_EXERCISE_.
Please copy the lines below exactly, from the first one through the line showing "Highlight-reel tagging: indicate the stone lintel".

_AVAILABLE DATA_.
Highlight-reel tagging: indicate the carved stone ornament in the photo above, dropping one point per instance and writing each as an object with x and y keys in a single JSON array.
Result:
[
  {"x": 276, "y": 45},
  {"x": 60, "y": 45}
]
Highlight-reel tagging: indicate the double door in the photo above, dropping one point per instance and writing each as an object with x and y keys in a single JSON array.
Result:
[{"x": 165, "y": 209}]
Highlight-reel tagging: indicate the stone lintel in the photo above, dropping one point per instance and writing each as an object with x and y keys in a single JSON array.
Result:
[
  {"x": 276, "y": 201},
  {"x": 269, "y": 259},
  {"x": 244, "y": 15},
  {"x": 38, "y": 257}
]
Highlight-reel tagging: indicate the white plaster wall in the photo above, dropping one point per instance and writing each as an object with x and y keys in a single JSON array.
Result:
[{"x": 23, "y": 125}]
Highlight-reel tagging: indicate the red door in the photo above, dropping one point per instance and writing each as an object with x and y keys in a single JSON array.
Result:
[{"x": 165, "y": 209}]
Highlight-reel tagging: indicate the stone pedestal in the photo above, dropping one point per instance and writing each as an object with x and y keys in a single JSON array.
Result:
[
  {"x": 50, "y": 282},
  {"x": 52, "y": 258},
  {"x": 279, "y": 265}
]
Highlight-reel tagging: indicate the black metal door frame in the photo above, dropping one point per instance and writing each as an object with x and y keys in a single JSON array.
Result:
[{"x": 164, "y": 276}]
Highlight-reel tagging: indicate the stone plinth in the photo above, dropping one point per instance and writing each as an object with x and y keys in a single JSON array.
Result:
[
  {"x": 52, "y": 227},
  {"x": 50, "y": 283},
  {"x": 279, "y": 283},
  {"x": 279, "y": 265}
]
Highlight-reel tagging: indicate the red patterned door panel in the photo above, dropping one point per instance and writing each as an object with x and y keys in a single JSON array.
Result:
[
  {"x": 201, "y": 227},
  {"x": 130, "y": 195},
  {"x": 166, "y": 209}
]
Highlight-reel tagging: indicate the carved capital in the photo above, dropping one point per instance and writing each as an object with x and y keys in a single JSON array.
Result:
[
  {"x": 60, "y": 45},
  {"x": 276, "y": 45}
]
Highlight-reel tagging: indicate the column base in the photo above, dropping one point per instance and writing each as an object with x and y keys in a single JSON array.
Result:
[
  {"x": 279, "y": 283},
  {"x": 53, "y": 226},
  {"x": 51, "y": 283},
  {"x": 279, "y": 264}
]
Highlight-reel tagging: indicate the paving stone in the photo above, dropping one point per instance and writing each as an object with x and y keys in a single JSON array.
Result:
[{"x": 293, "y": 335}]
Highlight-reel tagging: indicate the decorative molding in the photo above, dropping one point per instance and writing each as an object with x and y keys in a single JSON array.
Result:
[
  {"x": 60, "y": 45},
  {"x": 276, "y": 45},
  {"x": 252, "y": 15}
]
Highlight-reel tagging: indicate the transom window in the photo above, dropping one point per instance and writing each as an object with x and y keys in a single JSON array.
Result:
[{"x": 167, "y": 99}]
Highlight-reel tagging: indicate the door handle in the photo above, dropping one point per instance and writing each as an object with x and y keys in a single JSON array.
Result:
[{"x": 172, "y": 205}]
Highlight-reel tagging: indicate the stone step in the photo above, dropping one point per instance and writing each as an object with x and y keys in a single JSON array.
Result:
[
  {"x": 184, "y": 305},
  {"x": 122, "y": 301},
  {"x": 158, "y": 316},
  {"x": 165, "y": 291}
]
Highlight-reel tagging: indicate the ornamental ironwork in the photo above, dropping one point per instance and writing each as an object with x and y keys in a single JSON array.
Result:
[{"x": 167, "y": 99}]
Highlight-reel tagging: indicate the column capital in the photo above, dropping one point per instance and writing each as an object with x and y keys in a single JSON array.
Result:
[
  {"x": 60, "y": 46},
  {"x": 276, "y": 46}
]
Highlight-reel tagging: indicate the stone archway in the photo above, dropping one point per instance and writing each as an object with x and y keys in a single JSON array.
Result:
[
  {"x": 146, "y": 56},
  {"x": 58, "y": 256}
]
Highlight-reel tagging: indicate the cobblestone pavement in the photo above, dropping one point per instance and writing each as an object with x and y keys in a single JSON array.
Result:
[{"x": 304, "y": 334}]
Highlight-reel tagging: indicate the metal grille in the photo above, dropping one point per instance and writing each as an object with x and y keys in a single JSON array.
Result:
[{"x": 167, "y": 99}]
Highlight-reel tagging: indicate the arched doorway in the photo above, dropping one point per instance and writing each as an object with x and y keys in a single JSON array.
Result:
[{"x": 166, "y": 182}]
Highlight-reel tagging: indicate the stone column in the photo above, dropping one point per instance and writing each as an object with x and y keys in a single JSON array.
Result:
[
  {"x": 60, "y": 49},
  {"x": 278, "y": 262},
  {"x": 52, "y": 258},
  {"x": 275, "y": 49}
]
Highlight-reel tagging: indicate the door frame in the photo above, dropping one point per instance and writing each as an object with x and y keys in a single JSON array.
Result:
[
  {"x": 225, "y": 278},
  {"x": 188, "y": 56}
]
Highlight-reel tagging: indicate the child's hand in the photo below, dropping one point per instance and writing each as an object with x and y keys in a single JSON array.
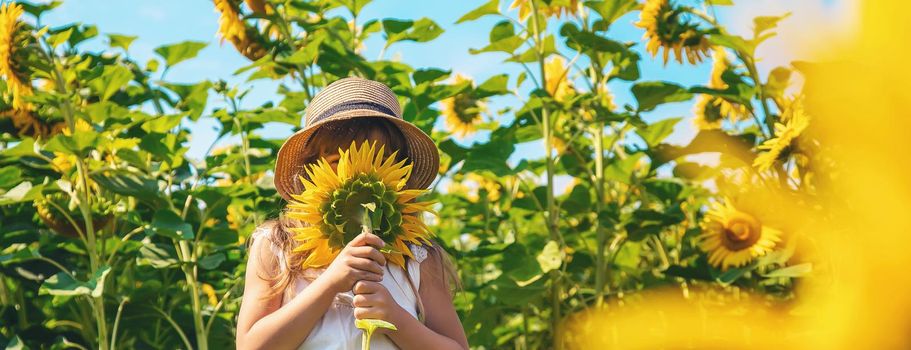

_YOUR SOLUTION_.
Highlight-reel tagging: indicate the carved stone ornament in the photo above, dropping one point per instance and writing each as an object with x and y keys in a single JSON array.
Result:
[
  {"x": 276, "y": 45},
  {"x": 60, "y": 45}
]
Highlight-reel tagging: indicate the double door in the photo above, dropping one point per instance and writing each as an object with x and y keys in a single JSON array.
Result:
[{"x": 165, "y": 209}]
Highlight-reel tagging: indicate the stone lintel in the photo above, dropping one point per instance and writing each as an object with x and y keys in a single JSON array.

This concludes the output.